Instructions to follow: The response should contain every record, reproduced exactly.

Referring expression pointing data:
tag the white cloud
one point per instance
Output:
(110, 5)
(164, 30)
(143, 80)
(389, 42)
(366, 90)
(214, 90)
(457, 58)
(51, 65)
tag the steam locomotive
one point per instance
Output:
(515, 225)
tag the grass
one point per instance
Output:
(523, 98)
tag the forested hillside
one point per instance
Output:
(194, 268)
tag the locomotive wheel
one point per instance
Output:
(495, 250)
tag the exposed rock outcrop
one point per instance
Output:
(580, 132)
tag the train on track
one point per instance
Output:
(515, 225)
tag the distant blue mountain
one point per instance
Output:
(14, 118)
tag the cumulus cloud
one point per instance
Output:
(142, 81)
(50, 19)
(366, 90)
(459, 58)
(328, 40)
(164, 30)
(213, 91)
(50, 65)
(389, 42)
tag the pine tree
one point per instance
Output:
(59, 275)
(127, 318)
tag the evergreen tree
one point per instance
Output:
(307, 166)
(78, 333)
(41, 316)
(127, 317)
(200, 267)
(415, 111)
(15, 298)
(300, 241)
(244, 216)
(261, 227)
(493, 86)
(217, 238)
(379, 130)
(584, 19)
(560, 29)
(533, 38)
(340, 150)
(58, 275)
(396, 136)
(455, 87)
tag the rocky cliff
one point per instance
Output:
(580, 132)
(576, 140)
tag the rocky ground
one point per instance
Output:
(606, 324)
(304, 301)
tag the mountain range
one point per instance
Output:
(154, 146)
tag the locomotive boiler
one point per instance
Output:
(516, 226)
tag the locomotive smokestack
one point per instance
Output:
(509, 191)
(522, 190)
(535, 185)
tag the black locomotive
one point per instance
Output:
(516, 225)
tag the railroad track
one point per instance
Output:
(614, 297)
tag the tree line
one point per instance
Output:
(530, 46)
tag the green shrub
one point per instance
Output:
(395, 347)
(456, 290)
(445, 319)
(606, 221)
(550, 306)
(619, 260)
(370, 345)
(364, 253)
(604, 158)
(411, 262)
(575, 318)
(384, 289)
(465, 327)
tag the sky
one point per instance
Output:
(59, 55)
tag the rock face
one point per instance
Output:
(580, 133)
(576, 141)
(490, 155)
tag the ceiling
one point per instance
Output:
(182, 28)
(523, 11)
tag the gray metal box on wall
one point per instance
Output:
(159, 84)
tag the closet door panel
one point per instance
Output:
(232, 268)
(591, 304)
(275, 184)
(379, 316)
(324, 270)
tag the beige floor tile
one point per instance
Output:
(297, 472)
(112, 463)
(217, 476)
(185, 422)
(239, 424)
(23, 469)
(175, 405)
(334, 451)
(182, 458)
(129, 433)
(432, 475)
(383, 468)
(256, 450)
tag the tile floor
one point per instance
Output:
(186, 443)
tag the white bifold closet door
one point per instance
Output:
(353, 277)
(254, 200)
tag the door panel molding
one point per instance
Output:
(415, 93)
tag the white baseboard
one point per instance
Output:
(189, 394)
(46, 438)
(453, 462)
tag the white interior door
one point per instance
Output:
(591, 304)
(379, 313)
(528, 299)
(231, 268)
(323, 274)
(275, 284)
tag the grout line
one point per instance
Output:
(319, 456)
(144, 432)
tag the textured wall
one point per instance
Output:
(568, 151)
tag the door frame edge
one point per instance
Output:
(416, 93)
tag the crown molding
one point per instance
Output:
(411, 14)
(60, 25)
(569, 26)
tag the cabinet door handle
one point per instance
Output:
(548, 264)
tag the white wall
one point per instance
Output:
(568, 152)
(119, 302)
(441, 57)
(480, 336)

Answer for this exercise:
tag the white cloud
one point per instance
Output:
(110, 5)
(164, 30)
(143, 80)
(389, 42)
(366, 90)
(214, 90)
(457, 58)
(51, 65)
tag the steam locomotive
one point per instance
Output:
(515, 225)
tag the grass
one point per instance
Output:
(523, 98)
tag the forested hillside
one point per instance
Output:
(194, 268)
tag the locomotive wheel
one point per instance
Output:
(495, 250)
tag the exposed rock outcrop
one point per instance
Output:
(580, 132)
tag the train on track
one point per instance
Output:
(515, 225)
tag the distant blue mountain
one point per instance
Output:
(14, 118)
tag the cumulus cloud
one point per instance
Output:
(142, 81)
(50, 19)
(366, 90)
(459, 58)
(328, 40)
(164, 30)
(213, 91)
(50, 65)
(389, 42)
tag the pine tree
one point per instance
Output:
(59, 275)
(127, 318)
tag the evergreen tree
one point per instance
Output:
(307, 166)
(78, 333)
(41, 316)
(127, 317)
(200, 267)
(415, 111)
(15, 298)
(300, 241)
(244, 216)
(261, 227)
(493, 86)
(217, 238)
(379, 130)
(584, 19)
(560, 29)
(533, 38)
(340, 150)
(58, 275)
(396, 136)
(455, 87)
tag the rocky cliff
one point per instance
Output:
(580, 132)
(576, 140)
tag the rocky ground
one point per instance
Output:
(606, 324)
(304, 301)
tag the mountain range
one point per instance
Output:
(154, 146)
tag the locomotive boiler
one point per instance
Output:
(516, 226)
tag the locomotive smokestack
one point per instance
Output:
(509, 191)
(522, 190)
(535, 185)
tag the black locomotive
one point per instance
Output:
(516, 225)
tag the railroad track
one point per instance
Output:
(614, 297)
tag the tree line
one point per instance
Output:
(530, 46)
tag the green shrub
one point per instance
Output:
(395, 347)
(456, 290)
(445, 319)
(606, 221)
(550, 306)
(619, 260)
(370, 345)
(364, 253)
(604, 158)
(411, 262)
(575, 318)
(384, 289)
(465, 327)
tag the sky
one point per instance
Output:
(59, 55)
tag the rock face
one point per instance
Output:
(580, 133)
(576, 141)
(490, 155)
tag the ceiling
one point per instance
Output:
(182, 28)
(523, 11)
tag the gray metal box on wall
one point per instance
Output:
(159, 84)
tag the closet door panel
one point per instance
Output:
(232, 268)
(591, 304)
(275, 184)
(379, 316)
(324, 270)
tag the beige floor tile
one point per instance
Output:
(297, 472)
(112, 463)
(217, 476)
(185, 422)
(239, 424)
(23, 469)
(175, 405)
(334, 451)
(182, 458)
(129, 433)
(432, 475)
(383, 468)
(256, 450)
tag the tile floor
one point per instance
Output:
(186, 443)
tag the white bifold closet door
one point per instance
Output:
(353, 277)
(254, 200)
tag the door panel molding
one point per instance
Output:
(415, 93)
tag the white baseboard
one point per instance
Output:
(189, 394)
(46, 438)
(453, 462)
tag the white interior door
one point per instance
Output:
(591, 304)
(379, 313)
(528, 299)
(231, 268)
(323, 274)
(275, 284)
tag the grout line
one point per instance
Output:
(319, 456)
(144, 432)
tag the textured wall
one point per instance
Output:
(568, 151)
tag the door frame edge
one point per instance
Output:
(416, 93)
tag the crown molding
one point per instance
Output:
(411, 14)
(60, 25)
(569, 26)
tag the cabinet door handle
one point per instance
Output:
(548, 264)
tag the white wall
one point per instance
Output:
(568, 152)
(119, 302)
(441, 57)
(480, 336)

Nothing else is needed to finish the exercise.